The Court of Appeal confirmed that contributions to a funded unapproved retirement benefits scheme (FURBS)in the form of transfers of shares were payments of sums within ICTA 1988, s. 595(1) assessable to Sch. E income tax.

Facts

The taxpayer appealed against an amendment to his self-assessment to income tax for the year 1996-97. The amendment was an increase of £145,051 to the income assessable under Sch. E, reflecting the Revenue's view that a contribution represented by transfers of 16 shareholdings in different quoted companies to a FURBS was to be treated as income of the taxpayer assessable under Sch. E pursuant to ICTA 1988, s. 595 (repealed by ITEPA 2003, with effect for income tax purposes from the year 2003-04; the language of the replacement provision (ITEPA 2003, s. 386) gave rise to the same point as arose in this appeal).

The taxpayer contended that the payments were not within s. 595(1) as that provision applied only to monetary contributions and not to contributions in kind. The Revenue contended that those references should be construed purposively to include references to the transfer of non-monetary consideration, such as the shares in this case, which was capable of valuation in monetary terms.

The special commissioners ((2006) Sp C 526) and High Court ([2007] BTC 269) dismissed appeals by the taxpayer. The taxpayer appealed to the Court of Appeal.

Issue

Whether the transfers of the shares constituted the payment of a sum for the purposes of s. 595(1).

**Source material**
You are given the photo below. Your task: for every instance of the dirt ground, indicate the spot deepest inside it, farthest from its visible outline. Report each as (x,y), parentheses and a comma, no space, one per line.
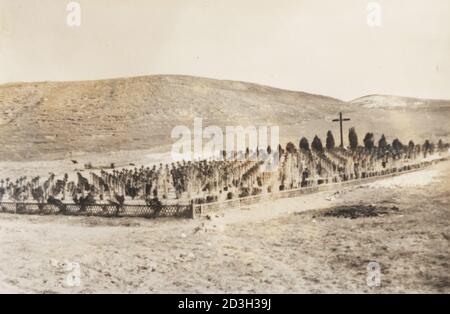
(287,246)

**Things to do**
A. According to the tax case summary, by how much did the amendment increase the taxpayer's income assessable under Sch. E?
B. Rewrite the tax case summary from "The taxpayer contended" up to and including "in monetary terms.", putting "tax authority" in place of "Revenue".
Rely on the text only, not on the material.

**Solutions below**
A. £145,051.

B.
The taxpayer contended that the payments were not within s. 595(1) as that provision applied only to monetary contributions and not to contributions in kind. The tax authority contended that those references should be construed purposively to include references to the transfer of non-monetary consideration, such as the shares in this case, which was capable of valuation in monetary terms.